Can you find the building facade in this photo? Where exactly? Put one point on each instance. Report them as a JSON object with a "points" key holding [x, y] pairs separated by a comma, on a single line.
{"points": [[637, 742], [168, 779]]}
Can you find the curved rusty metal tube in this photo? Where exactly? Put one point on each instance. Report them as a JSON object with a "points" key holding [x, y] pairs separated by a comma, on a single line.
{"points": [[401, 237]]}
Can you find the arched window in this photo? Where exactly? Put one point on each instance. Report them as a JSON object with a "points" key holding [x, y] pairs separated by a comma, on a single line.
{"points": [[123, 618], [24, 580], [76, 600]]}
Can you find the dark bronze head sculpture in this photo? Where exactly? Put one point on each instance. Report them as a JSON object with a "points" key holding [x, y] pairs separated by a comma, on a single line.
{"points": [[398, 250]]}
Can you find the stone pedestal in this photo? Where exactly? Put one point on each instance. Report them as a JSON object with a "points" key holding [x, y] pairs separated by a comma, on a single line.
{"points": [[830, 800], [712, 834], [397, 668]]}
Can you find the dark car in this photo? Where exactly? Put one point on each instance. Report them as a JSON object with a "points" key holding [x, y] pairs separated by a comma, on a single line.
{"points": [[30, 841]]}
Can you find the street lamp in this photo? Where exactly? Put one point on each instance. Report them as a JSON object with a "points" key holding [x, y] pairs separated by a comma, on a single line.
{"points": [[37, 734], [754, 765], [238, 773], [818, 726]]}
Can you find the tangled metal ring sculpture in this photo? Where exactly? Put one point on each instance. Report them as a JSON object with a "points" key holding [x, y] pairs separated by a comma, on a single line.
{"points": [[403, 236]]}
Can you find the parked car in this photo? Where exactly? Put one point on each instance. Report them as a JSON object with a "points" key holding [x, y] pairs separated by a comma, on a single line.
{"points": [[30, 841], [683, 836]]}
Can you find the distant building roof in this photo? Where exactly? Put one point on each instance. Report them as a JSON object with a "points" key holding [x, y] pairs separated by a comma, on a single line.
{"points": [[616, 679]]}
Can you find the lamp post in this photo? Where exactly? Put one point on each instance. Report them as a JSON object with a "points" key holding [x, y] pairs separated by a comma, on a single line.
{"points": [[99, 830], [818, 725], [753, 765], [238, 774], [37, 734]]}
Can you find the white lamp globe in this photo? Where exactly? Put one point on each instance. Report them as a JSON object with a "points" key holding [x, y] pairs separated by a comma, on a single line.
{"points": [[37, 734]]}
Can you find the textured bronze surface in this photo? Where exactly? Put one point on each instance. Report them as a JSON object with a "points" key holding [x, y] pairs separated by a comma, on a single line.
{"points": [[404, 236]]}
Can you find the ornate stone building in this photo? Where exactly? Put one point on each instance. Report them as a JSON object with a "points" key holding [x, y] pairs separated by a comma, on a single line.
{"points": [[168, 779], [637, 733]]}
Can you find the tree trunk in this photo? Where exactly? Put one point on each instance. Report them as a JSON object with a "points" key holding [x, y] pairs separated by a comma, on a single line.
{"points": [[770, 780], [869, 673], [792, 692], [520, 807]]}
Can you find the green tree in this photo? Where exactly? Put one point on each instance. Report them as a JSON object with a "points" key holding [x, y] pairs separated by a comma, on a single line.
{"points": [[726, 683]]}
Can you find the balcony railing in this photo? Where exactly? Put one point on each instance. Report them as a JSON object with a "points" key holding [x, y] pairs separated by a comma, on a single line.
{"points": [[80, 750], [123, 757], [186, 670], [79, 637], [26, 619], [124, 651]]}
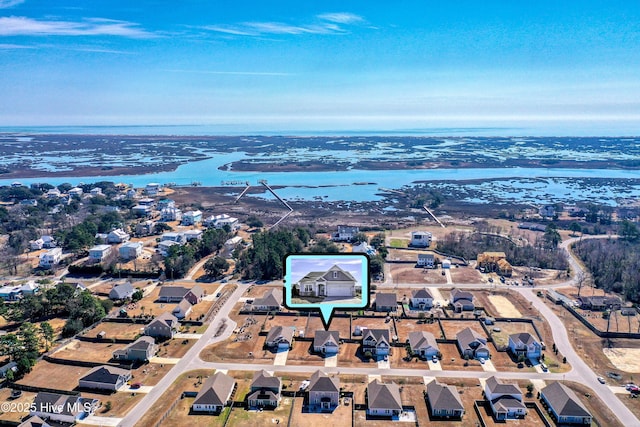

Brief: Exactly retype each record above, dropping images.

Answer for the task:
Can you find the building facade in this photo? Where exactly? Put one point on each instance. Report them as a JSON object with a "points" key holding [x, y] pairs separated by a comma, on a single line.
{"points": [[637, 742], [168, 779]]}
Can you find the curved rusty metal tube in this photo? Where exactly? Put one point on each instance. Report them as a JSON object with a "points" key holding [x, y] pairs separated by a comma, on a single line.
{"points": [[401, 237]]}
Can you find the arched window in this photo? Where exactly? Put one point on each instance. Report them as a JSON object with a "points" key holding [x, y] pairs separated by a comma, on a single line.
{"points": [[123, 618], [24, 580], [76, 600]]}
Can you find the dark bronze head sculpture in this photo? Where exactly? Put one point on each instance. Report them as a JSON object with a "points" key holding [x, y] pairs separated by a comma, on a single line.
{"points": [[398, 250]]}
Can you find the stone pedestal in this photo? Where exactly? Put one point on each instance. Report them as a JSON object with a "points" key holding [x, y] pairs separated by a comma, on a single line.
{"points": [[830, 800], [712, 834], [397, 668]]}
Can you find the dark car in this photo? Where exactly? Put one point on each instance. Report them as a JSON object with a "points" key holding [x, y] pairs separated by a comma, on a single line.
{"points": [[30, 841]]}
Can you find the street lamp in this photo? Where exactly? Put one point on each instance. Report them as a JSON object with a "points" key holding [x, y] pairs separated by a comma, on a single line.
{"points": [[37, 734], [754, 765], [238, 773], [818, 726]]}
Can you find the tangled metal ring sculpture in this photo? Where exactly? Put one point on each instance. Report them as a JSON object with a "points" key holding [x, y] pairs separated by a comma, on a single line.
{"points": [[403, 236]]}
Can you find the parked car in this photo? Where exactly? Put one point on each instance. Report them as a JSON object with a "points" key holding [x, y] pairs separated by a comma, on a single line.
{"points": [[30, 841], [683, 836]]}
Can you find the distant building roof in this photo? Where exactly? Put one point on each instance. Report them as a JSON object with a "points" key holding [x, y] pairs separated by a comma, on a single line.
{"points": [[616, 679]]}
Can you find the lamp post in this photo? Where exactly? Put one point on each instance. Report them as a JSON object with a "points" key holding [x, y] pairs separated by a comma, on a single line.
{"points": [[99, 830], [818, 725], [753, 765], [238, 774], [37, 734]]}
Can you find the white lamp globe in this photo? Where exactly? Put one point on each instance. Report them as a JSON object with a "points" key holding [x, y] pairs separated by a comma, on a single line.
{"points": [[37, 734]]}
Can you find the textured bronze surface in this photo? Where exactly? Put one point on each instance. Report them as a JSON object with a "points" key holding [x, y] pairs separated by a comma, on a single line.
{"points": [[404, 236]]}
Can you find the ornate stone building in this photo? Where exactly? Put one point on each instance. Report them as a JSON object with a "points" key holding [x, y] pairs separated by a comma, on a single line.
{"points": [[168, 779], [637, 733]]}
Can you find the tree trunk in this photo? Where exactly? Put one point on each instance. Report them as a JSON object with a "points" key holding [x, y] pairs separated by a comma, on a single line.
{"points": [[770, 780], [869, 673], [792, 692], [520, 807]]}
Can you find the green tree in this photo? Where exactly? Put one point on each instance. Report them as a JSON object with a "points" key holding [x, y] pairs separated by a comma, on a single line.
{"points": [[726, 683]]}
Can you find the balcony railing in this photo? Where exactly? Put one point on each instance. Report them as a JSON object with a "points" key holding [x, y] pairs separated by a comma, on a single line.
{"points": [[80, 750], [123, 757], [186, 670], [79, 637], [26, 619], [124, 651]]}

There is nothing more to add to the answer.